*** Records for processing

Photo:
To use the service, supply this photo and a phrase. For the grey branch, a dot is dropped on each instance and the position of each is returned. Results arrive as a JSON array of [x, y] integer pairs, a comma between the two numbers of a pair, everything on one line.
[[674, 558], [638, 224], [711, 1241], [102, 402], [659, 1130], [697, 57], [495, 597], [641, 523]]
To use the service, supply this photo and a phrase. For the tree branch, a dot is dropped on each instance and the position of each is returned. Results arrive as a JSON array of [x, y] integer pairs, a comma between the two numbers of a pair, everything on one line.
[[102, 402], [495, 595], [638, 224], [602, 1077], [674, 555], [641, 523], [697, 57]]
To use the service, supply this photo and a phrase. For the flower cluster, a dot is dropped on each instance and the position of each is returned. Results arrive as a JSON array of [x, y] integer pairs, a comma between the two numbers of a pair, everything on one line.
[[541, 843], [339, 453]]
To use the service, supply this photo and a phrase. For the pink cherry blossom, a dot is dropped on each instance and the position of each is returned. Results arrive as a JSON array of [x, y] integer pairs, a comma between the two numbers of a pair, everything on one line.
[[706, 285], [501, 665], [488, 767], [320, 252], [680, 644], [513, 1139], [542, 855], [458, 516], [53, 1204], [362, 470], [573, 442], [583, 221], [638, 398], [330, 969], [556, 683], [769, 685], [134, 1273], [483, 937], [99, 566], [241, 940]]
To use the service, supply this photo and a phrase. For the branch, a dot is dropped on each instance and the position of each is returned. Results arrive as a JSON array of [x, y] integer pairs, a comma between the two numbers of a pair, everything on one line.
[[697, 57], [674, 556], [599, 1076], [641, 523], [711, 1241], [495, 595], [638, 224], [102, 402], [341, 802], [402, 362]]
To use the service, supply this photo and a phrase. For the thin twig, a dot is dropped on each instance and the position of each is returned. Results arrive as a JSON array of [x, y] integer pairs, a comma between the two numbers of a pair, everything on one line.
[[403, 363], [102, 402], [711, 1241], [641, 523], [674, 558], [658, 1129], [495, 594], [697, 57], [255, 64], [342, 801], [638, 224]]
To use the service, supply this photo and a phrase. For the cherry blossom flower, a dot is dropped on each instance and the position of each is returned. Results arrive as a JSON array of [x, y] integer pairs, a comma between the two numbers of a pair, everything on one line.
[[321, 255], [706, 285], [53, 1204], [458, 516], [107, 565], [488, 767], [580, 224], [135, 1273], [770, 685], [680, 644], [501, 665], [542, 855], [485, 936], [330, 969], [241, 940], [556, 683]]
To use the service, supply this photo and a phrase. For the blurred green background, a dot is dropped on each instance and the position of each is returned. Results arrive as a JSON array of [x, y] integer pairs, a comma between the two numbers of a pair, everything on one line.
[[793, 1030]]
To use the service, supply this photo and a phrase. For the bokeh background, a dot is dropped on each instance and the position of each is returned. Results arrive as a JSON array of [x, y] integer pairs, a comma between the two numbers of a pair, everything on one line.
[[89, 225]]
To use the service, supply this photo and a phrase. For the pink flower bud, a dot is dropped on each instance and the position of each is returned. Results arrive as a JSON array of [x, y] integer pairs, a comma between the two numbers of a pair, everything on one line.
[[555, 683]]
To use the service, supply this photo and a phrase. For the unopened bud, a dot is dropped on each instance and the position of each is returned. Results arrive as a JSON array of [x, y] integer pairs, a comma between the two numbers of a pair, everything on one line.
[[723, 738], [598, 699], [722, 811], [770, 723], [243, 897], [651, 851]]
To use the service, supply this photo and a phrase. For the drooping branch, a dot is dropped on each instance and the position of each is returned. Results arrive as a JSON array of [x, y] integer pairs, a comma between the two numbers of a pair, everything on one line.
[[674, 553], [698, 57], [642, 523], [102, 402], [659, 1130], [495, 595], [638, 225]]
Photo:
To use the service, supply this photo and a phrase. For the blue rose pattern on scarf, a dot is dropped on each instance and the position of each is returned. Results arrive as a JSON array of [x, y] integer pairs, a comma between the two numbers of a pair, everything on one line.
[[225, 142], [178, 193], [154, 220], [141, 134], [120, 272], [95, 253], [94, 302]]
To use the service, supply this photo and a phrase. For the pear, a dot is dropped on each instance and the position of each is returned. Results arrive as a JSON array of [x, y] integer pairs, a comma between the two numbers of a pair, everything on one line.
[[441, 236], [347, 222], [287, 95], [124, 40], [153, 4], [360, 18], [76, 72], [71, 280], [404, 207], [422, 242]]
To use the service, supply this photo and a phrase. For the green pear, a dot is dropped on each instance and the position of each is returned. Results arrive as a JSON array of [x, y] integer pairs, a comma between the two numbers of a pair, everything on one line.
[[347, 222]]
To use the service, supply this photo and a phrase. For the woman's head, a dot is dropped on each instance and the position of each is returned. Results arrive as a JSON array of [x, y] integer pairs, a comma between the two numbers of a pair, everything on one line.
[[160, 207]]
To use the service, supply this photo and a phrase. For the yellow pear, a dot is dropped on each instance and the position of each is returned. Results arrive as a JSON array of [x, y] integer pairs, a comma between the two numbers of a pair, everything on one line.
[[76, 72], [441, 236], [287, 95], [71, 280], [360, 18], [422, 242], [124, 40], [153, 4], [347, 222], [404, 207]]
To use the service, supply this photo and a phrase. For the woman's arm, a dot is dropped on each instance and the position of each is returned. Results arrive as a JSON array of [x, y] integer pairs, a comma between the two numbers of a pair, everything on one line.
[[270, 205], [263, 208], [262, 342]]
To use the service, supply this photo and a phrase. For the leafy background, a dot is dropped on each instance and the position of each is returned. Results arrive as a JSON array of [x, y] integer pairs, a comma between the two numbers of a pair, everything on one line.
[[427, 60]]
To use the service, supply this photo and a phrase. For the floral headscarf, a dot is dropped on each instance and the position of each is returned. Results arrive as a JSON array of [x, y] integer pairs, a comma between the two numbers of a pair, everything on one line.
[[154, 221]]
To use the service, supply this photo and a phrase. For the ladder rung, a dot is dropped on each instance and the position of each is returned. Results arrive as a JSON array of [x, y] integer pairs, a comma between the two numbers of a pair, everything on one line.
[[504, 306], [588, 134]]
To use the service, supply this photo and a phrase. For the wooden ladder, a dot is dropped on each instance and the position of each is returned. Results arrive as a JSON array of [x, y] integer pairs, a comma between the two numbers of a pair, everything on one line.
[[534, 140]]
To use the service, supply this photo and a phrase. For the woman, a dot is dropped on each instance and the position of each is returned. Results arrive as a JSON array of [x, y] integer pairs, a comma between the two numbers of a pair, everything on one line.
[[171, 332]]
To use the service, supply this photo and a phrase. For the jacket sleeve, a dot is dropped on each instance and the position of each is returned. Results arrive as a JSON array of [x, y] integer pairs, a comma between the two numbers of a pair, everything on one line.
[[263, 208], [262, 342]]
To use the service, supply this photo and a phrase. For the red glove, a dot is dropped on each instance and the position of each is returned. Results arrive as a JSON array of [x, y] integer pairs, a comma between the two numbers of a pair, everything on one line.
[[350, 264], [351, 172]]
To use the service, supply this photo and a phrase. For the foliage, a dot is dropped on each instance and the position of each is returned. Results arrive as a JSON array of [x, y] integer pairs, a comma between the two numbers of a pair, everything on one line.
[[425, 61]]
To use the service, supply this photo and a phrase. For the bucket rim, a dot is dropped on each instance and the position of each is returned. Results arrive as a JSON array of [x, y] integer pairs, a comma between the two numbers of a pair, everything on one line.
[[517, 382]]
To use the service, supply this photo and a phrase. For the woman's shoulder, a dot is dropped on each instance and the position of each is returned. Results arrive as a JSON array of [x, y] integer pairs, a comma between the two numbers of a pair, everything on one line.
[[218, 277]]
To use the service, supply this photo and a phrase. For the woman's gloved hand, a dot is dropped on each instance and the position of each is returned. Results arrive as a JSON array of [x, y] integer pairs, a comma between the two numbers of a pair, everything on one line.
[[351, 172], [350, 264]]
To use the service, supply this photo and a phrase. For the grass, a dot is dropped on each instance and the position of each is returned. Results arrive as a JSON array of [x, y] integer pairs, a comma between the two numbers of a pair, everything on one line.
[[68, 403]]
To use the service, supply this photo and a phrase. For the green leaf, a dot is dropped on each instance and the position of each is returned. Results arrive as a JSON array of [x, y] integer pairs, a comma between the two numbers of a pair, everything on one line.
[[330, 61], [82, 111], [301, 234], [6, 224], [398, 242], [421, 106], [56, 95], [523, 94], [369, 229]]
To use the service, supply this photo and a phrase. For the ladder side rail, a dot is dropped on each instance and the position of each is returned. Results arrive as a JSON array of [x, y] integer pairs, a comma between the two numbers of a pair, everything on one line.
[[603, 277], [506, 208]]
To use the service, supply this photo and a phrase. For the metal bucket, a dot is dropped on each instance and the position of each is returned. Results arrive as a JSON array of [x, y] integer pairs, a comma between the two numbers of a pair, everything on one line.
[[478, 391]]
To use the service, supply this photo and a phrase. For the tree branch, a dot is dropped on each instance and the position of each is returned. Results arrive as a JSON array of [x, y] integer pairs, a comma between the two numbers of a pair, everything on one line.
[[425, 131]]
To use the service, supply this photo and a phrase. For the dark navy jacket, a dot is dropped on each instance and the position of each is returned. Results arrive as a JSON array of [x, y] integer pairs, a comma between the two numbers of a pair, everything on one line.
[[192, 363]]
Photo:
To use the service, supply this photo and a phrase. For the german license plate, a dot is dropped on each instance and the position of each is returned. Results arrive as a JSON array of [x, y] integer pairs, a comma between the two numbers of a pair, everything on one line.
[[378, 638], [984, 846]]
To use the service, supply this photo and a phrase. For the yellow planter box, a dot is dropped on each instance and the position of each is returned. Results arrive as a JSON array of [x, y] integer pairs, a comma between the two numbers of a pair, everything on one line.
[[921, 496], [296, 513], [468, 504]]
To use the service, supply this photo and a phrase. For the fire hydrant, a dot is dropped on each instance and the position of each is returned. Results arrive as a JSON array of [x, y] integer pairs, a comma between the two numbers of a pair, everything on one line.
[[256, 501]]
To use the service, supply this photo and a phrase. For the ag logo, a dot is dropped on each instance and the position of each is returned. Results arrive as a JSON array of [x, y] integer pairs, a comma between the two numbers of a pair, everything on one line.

******

Exercise instructions: Repeat, without change, each line of the data above from the one that contains "the yellow planter" through the final line, counting both.

Solution for this exercise:
To use the service, supply this photo and a phrase. For the yellow planter box, a dot is dropped on each instance and the position of each is returned. Results arrive as a JSON array of [x, y] integer pairs, a comma between the two numbers of a pair, everything on one line.
[[921, 496], [296, 513], [468, 504]]
To use the service, supply this photo and a phrase. For the fire hydrant, a dot is dropped on each instance and the position of each is returned. Results arrive as a JSON array of [x, y] integer pairs, a comma between the two numbers of a pair, everything on one line.
[[256, 501]]
To use the service, supply this photo and a phrase. For the ag logo, a dot is dropped on each instance and the position of each is returned. Results arrive as a JSON array of [x, y] integer pairs, a comma between the two numbers of a pair, everything on one line.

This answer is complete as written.